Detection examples
● ● ● ● ●
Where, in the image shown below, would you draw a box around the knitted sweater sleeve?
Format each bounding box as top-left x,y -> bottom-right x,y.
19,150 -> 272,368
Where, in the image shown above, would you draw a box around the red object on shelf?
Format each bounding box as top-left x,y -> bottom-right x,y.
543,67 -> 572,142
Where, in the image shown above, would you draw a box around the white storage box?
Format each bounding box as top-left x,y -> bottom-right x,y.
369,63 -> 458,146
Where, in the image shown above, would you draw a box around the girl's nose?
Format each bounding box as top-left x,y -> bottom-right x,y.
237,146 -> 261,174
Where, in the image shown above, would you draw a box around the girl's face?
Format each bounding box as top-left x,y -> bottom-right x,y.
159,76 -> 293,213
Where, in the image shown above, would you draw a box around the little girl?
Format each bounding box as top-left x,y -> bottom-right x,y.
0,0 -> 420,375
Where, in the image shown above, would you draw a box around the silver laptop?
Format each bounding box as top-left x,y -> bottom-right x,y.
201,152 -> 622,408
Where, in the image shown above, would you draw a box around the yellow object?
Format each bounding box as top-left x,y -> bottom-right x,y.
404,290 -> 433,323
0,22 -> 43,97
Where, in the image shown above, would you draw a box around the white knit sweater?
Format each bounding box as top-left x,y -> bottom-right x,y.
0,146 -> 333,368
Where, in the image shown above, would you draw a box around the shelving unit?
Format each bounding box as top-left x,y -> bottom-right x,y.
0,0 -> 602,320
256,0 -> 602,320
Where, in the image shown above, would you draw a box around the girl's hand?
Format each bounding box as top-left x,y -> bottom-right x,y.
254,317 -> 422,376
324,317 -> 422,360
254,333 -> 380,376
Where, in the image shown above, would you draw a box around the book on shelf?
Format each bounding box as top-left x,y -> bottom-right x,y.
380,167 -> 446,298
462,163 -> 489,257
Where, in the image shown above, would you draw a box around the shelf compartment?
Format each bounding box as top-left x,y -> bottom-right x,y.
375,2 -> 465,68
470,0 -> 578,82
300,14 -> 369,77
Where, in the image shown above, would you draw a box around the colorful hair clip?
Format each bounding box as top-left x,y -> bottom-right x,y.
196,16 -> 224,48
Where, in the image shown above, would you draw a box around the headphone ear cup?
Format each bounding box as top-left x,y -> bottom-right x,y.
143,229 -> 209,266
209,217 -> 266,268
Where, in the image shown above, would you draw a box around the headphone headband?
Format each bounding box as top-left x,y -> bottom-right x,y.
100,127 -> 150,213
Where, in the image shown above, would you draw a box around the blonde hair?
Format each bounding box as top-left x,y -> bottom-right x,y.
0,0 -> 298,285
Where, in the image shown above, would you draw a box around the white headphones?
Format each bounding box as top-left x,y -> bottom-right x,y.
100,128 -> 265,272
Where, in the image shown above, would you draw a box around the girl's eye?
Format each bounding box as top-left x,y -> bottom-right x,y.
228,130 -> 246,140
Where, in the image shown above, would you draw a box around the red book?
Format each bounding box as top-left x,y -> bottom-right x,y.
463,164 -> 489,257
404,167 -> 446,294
● ● ● ● ●
Rewrite the entries starting with the line containing "the shelf compartment?" and going on through the last line of the entries, replacing "hair clip" with "barrette" and leaving everything else unchanged.

## ANSWER FOR THE TASK:
Where, in the image shown above, would you draw a box around the shelf compartment?
Format each bounding box as top-left x,y -> bottom-right x,y.
375,2 -> 465,68
470,0 -> 578,82
300,14 -> 369,77
Where, in the image shown above, would you draw a box around the colorful barrette?
Format each bounding box as top-left x,y -> bottom-right x,y.
196,16 -> 224,48
Where, in the image shown above, would you draw a box around the headphone ear cup?
Format each bounding box as top-left x,y -> bottom-right x,y.
143,229 -> 209,266
209,217 -> 266,268
Where, in the image shown above, would you draw a box around the headphone headband?
Format each bounding box as top-left x,y -> bottom-right x,y.
100,127 -> 150,213
Where, in the image shown above, would you draw a box around the blonde hair?
Format each bounding box as top-left x,y -> bottom-right x,y.
0,0 -> 298,285
Where, in the image shown above, would you draw a box around the white headphones?
Format each bounding box as top-left x,y -> bottom-right x,y.
100,128 -> 265,272
Where, in the image shown above, would you draw a box around the girl's eye?
Format each bounding box as top-left x,y -> bottom-right x,y.
228,130 -> 246,140
Where, in the image shown above, would you draw a box around the red book?
Format each bounding box as top-left x,y -> bottom-right x,y.
463,164 -> 489,257
404,167 -> 446,294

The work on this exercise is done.